### Objective
Pull out every line of the entries below that contains the string "grass". Case counts.

### Coordinate annotation entries
<<<<

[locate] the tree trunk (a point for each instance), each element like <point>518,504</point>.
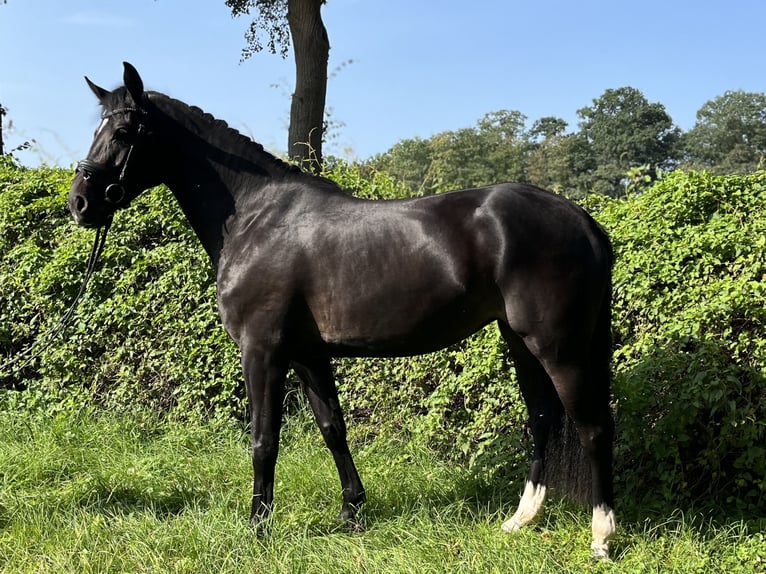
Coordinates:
<point>2,113</point>
<point>312,51</point>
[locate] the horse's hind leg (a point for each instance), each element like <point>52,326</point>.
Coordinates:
<point>584,392</point>
<point>319,386</point>
<point>545,414</point>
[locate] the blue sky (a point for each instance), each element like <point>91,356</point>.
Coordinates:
<point>417,67</point>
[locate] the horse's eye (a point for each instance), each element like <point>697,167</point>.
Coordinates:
<point>121,134</point>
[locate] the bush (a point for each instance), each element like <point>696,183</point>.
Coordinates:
<point>689,317</point>
<point>689,365</point>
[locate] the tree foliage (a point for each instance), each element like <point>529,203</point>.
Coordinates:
<point>275,23</point>
<point>620,135</point>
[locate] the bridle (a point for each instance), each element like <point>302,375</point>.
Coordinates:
<point>114,193</point>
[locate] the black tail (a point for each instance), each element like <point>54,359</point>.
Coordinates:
<point>567,470</point>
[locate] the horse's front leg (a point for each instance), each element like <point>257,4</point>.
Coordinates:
<point>319,386</point>
<point>265,384</point>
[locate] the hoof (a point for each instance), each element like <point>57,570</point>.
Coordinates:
<point>510,526</point>
<point>599,551</point>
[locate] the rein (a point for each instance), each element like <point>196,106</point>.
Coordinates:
<point>38,347</point>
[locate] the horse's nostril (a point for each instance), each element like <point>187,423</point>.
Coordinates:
<point>80,204</point>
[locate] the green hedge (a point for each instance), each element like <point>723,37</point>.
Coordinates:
<point>689,315</point>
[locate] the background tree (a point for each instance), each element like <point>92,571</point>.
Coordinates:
<point>730,134</point>
<point>622,130</point>
<point>549,159</point>
<point>275,23</point>
<point>494,150</point>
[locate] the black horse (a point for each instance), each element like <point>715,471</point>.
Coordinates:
<point>306,272</point>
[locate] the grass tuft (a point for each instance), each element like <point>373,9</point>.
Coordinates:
<point>101,492</point>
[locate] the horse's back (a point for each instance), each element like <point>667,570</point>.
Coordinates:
<point>402,277</point>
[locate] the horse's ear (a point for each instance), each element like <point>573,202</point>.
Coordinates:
<point>133,82</point>
<point>101,93</point>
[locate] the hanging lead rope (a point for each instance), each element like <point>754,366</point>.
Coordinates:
<point>35,350</point>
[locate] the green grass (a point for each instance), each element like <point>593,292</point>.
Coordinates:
<point>113,493</point>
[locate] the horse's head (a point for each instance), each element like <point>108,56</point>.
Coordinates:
<point>121,161</point>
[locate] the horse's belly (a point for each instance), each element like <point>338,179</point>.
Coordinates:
<point>405,325</point>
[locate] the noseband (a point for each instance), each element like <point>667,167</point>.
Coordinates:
<point>114,193</point>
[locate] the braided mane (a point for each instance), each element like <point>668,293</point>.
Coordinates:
<point>218,132</point>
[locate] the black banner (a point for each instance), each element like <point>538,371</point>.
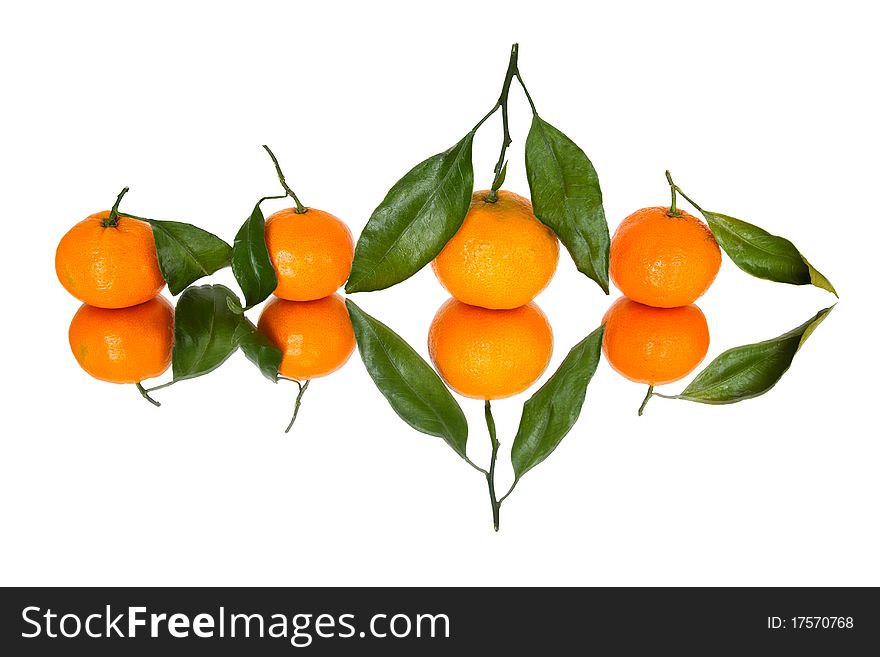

>>>>

### The result
[locate] the grass tuft (a point for each instance), each element like <point>373,9</point>.
[locate] the green grass (a point for each instance), each element like <point>593,292</point>.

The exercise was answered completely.